▸ Collection entries:
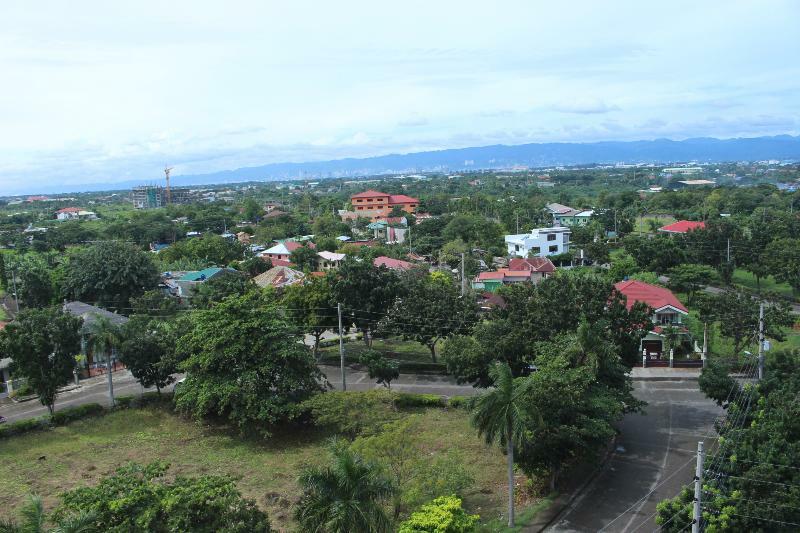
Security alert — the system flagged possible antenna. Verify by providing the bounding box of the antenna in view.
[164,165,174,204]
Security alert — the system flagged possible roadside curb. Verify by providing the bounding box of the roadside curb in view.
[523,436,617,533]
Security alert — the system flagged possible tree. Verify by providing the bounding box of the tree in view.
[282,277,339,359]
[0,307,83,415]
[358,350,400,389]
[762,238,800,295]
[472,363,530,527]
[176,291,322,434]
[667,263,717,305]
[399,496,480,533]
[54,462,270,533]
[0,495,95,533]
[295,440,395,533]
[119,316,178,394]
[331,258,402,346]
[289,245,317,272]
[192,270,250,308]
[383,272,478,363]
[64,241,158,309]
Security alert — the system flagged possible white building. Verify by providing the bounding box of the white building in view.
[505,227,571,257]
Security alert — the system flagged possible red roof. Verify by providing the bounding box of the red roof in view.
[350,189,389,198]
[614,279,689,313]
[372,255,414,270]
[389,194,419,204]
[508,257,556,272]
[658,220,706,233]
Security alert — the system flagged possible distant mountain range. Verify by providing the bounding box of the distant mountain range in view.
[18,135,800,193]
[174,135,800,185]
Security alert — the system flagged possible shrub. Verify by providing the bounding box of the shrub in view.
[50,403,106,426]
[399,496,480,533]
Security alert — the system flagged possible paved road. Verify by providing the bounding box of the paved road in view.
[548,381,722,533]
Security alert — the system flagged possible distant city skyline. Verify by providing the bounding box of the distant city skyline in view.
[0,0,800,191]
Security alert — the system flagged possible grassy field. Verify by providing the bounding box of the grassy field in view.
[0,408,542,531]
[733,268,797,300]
==
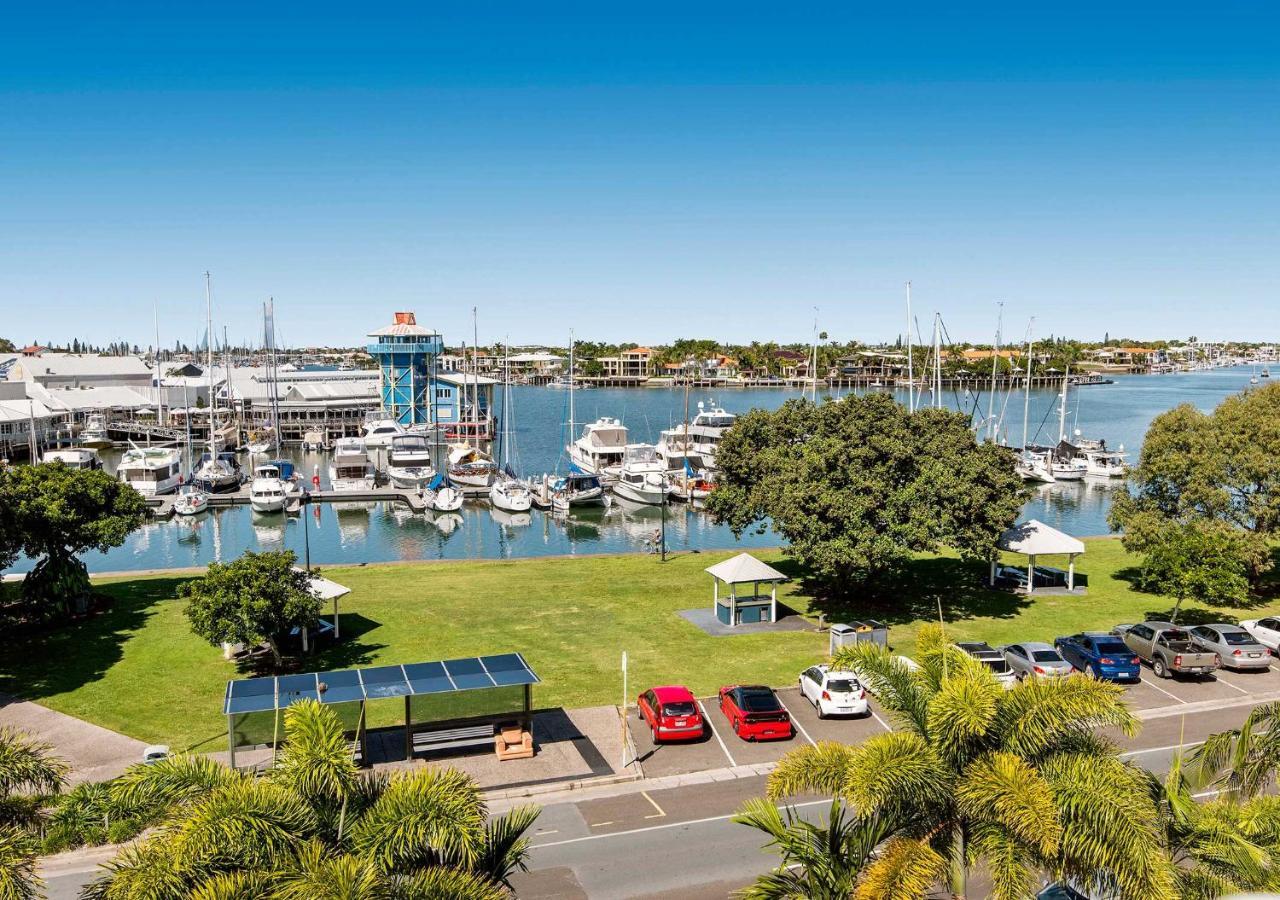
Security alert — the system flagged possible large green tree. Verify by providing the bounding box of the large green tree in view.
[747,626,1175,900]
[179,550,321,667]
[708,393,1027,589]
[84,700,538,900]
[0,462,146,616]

▸ WHAT YOU ARE ASKED TO DO: Please return, character for character, the lines of the material between the line containing "Security alert — the system flagged possible shrub." and the line containing "[0,0,800,191]", inclusive.

▸ SOLUTION:
Security alert — the system flagged possible shrub. Verify by providing the bounding box of the shrub in view.
[50,403,106,426]
[399,496,480,533]
Security alert — the system flagged possible paved road. Verify by providing the bounding box of the paved road in view.
[548,381,722,533]
Security alert — the system flagged possible distant city skyline. Verify by providing the bounding box of the distant city skyline in view.
[0,0,800,191]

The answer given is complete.